Return each line of the listing below that contains the string "white", copied in full. The match is case-sensitive.

===== Supplied data =====

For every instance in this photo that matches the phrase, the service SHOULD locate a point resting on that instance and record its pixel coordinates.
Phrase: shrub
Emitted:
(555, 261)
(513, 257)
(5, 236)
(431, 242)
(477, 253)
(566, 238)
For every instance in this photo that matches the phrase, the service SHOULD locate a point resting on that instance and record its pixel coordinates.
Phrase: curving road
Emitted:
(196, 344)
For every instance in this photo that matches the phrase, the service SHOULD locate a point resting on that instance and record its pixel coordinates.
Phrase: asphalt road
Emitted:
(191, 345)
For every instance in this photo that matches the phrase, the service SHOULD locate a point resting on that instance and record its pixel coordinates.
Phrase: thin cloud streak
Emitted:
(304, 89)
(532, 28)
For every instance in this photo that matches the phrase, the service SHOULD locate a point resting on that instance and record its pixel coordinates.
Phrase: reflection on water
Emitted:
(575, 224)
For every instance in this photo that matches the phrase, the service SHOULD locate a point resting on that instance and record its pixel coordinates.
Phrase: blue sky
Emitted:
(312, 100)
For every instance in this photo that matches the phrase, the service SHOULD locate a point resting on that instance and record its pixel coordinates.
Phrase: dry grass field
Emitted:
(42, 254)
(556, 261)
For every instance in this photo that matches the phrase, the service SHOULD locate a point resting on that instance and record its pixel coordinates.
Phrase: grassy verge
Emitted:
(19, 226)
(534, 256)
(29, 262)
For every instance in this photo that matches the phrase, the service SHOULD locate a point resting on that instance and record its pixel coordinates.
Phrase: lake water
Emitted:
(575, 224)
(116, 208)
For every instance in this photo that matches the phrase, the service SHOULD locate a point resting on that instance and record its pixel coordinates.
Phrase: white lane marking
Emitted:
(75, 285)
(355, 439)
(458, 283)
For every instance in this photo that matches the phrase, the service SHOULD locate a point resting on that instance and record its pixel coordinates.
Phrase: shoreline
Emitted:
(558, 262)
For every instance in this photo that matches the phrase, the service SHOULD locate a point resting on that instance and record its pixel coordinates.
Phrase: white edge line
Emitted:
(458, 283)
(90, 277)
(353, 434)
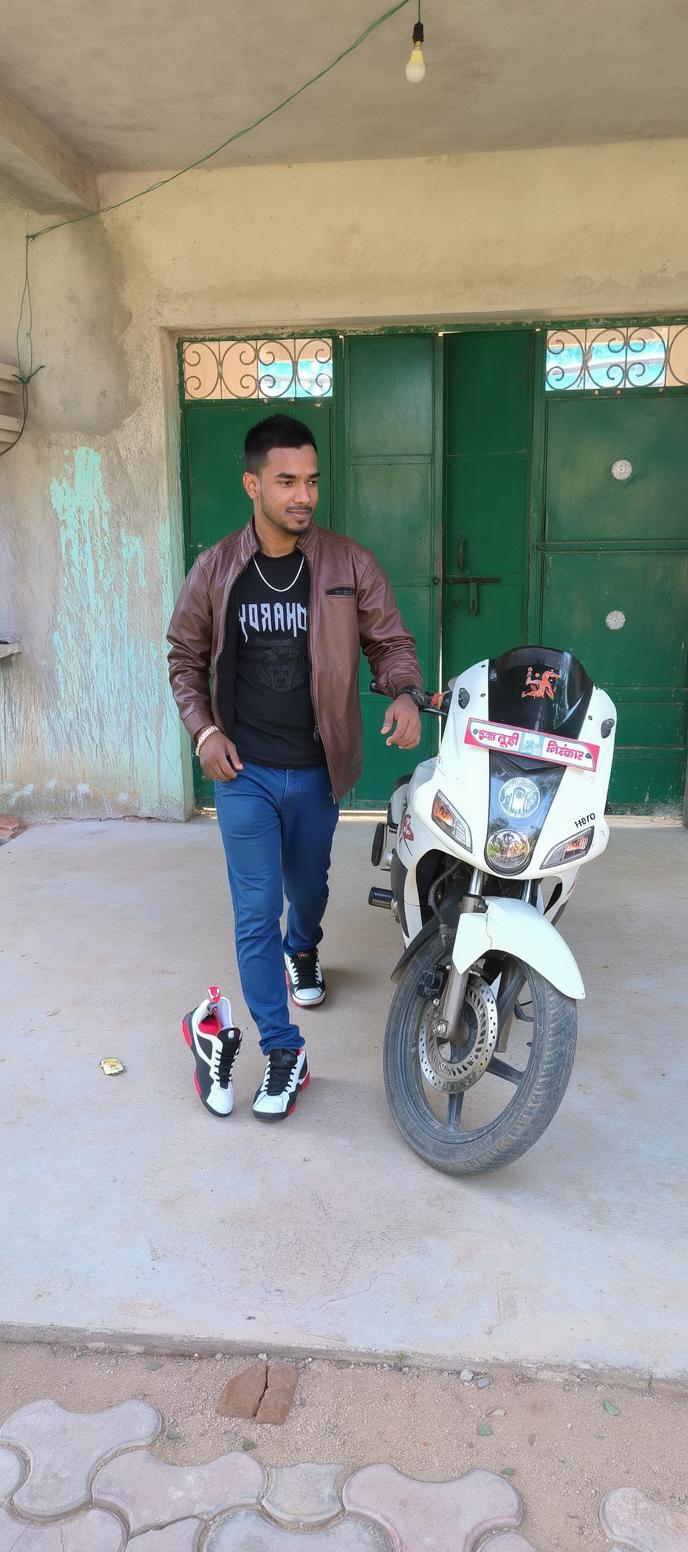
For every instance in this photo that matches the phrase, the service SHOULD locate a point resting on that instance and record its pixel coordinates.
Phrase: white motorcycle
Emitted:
(485, 843)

=====

Task output:
Phrase: white lane marking
Phrase: white edge line
Phrase: white motorcycle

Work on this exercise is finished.